*Exercise:*
Return every line from the listing where the word "video" occurs.
------------------------------------------------------------
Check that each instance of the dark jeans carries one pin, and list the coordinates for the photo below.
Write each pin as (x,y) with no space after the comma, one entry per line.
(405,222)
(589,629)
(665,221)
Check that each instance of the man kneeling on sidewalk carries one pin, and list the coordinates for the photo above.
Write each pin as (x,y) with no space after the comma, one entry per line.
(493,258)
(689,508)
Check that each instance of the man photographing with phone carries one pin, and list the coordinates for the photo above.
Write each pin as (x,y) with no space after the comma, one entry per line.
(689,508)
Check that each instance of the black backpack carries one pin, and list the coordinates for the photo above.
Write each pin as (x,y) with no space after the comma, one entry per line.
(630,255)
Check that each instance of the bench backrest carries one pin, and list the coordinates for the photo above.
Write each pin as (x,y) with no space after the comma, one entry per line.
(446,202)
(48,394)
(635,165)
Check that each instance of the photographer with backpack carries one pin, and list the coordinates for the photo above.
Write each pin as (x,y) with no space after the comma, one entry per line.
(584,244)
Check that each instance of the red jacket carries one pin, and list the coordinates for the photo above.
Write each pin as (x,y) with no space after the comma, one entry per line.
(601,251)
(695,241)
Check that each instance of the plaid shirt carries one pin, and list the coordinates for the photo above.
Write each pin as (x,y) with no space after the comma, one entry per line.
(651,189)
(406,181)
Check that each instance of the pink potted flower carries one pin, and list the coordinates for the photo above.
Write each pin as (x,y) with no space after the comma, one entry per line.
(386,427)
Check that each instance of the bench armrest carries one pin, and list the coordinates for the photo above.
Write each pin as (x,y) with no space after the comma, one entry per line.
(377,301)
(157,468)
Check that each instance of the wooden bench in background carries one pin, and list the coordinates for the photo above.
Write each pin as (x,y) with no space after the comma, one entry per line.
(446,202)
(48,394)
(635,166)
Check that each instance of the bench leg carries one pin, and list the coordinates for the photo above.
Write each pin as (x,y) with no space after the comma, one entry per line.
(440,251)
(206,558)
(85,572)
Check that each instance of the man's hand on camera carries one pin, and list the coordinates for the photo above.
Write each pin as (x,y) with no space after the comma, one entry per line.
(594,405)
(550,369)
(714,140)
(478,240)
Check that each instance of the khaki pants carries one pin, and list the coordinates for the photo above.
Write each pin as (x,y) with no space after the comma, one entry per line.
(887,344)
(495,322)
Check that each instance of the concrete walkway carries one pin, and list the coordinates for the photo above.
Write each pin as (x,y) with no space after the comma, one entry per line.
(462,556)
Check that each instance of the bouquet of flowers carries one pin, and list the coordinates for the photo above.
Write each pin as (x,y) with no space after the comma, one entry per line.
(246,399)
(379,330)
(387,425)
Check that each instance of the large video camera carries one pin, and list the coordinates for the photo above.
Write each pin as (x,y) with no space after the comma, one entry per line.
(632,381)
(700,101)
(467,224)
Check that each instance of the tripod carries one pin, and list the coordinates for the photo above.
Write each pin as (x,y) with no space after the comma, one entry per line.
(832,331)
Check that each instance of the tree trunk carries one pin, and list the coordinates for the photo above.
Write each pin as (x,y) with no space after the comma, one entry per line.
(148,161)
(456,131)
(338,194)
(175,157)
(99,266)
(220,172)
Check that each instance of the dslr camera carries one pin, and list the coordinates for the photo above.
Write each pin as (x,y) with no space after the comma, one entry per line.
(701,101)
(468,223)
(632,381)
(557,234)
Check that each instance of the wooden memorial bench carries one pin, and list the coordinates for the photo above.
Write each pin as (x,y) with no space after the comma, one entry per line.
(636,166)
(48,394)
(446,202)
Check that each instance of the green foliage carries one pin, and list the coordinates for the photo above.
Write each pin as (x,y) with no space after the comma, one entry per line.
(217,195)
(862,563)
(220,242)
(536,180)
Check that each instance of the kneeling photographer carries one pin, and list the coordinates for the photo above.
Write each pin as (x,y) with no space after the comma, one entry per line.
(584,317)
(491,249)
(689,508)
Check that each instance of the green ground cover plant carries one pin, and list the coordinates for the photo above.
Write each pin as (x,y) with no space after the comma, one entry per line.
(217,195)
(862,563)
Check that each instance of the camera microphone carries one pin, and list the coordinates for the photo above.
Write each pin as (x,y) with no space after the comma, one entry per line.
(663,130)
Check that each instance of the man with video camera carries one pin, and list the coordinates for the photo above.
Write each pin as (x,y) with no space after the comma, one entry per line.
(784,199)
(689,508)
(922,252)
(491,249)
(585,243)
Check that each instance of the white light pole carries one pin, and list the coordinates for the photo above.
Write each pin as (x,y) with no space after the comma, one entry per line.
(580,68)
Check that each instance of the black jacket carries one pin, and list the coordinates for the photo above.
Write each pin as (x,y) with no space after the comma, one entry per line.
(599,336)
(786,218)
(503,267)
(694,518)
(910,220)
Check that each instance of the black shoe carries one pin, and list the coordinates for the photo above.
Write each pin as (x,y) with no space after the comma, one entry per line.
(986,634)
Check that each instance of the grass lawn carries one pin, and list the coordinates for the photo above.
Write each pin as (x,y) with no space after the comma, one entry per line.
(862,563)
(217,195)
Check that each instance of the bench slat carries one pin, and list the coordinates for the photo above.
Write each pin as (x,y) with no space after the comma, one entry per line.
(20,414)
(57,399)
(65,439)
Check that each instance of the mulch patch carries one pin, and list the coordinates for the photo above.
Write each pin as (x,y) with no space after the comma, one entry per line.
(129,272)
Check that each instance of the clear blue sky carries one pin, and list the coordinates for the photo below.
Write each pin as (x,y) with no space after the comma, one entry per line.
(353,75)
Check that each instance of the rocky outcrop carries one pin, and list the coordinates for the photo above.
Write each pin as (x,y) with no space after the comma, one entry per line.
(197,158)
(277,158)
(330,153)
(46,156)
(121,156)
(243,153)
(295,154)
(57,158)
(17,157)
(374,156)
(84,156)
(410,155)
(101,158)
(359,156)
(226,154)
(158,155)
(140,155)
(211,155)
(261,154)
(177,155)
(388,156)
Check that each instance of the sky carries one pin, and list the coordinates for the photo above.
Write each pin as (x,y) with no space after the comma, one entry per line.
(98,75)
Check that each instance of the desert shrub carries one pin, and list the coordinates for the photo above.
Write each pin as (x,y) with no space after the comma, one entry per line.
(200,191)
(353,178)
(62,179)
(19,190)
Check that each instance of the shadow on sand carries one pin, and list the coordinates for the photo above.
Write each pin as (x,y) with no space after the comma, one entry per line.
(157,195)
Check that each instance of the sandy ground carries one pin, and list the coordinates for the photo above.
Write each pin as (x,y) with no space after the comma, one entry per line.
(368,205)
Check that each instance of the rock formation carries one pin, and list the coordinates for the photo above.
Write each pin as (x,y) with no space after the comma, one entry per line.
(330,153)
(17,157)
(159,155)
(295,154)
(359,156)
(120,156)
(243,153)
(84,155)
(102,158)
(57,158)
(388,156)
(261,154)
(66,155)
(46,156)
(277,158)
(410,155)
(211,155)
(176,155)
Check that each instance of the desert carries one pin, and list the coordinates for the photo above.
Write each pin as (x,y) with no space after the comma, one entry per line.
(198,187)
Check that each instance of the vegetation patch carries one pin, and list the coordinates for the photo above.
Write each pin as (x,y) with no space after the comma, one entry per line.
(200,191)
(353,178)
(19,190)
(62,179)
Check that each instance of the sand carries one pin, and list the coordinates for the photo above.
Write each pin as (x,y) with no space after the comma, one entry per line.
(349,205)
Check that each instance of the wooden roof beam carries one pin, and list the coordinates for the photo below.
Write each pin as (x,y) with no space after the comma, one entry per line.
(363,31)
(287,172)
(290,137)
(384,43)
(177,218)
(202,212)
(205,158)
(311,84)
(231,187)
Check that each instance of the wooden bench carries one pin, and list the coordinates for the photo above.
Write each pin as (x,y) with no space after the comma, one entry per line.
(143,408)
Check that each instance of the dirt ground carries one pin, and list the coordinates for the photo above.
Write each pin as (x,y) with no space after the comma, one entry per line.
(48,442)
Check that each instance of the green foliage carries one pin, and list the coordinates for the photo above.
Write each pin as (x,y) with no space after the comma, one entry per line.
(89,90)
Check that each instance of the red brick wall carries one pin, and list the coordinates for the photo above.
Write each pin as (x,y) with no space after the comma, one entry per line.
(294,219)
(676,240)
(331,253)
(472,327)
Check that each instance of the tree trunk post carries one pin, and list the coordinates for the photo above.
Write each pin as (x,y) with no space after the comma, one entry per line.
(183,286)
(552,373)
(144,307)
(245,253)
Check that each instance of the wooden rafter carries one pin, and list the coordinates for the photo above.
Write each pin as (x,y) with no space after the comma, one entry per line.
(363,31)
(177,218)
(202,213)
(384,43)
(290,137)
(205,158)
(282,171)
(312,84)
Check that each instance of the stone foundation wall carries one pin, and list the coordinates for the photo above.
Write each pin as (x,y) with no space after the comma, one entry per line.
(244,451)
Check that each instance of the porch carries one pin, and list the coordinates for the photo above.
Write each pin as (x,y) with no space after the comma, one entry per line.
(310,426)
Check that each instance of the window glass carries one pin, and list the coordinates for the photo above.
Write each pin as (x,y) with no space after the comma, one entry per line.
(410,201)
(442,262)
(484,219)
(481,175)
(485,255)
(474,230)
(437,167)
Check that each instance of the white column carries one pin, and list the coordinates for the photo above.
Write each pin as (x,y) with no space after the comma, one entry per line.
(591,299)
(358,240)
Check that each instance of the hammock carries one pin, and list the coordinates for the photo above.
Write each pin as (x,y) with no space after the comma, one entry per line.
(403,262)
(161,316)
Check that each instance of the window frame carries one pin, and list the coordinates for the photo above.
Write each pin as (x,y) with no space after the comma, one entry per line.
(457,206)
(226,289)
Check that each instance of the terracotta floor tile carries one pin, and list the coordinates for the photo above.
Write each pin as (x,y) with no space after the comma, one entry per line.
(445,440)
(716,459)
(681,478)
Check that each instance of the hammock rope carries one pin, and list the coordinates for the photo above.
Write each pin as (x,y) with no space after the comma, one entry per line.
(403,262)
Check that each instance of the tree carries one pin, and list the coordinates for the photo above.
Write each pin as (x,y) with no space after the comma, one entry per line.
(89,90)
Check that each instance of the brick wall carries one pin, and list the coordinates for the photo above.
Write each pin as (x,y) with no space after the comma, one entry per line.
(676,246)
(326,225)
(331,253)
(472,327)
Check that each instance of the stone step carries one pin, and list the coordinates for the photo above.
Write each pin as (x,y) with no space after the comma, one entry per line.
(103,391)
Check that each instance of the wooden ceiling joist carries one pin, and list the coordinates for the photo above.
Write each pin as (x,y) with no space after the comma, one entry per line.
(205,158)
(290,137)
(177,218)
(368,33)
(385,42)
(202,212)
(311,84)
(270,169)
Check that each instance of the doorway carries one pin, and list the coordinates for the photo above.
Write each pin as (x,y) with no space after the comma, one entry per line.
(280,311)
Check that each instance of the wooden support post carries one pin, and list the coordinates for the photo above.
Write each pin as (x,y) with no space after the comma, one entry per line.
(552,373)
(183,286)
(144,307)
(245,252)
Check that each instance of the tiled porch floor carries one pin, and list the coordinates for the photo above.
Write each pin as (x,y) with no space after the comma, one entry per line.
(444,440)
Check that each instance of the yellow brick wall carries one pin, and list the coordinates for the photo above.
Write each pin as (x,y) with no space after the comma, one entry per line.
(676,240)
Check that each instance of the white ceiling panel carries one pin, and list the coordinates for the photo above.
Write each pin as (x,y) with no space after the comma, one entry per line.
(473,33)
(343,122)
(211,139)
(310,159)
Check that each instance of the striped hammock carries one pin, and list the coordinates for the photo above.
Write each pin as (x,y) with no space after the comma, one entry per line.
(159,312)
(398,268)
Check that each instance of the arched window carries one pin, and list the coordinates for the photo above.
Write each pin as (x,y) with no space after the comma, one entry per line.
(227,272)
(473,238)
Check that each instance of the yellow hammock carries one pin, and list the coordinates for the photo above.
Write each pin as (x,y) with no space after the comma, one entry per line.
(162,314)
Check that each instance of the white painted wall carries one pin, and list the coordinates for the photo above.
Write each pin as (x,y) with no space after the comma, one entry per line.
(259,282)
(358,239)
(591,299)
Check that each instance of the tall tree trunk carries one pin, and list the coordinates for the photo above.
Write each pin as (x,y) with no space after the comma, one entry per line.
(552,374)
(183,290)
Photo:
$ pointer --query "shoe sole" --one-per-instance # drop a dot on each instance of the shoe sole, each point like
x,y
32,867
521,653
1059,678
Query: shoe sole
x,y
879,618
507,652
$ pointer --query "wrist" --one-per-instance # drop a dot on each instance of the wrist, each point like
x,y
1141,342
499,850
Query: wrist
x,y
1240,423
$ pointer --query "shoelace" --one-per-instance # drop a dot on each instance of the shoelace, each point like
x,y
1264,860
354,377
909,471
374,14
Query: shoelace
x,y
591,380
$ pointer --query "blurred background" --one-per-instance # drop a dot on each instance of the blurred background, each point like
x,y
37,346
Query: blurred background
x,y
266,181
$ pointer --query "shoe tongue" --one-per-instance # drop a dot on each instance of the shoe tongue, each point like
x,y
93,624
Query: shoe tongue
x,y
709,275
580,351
------------------------------------------------------------
*Answer area:*
Check that each instance of the large video camera carries one pin, and list the coordinates for the photo above.
Check that each instance of the man with video camera carries one pin, and list the coordinates for the photo above.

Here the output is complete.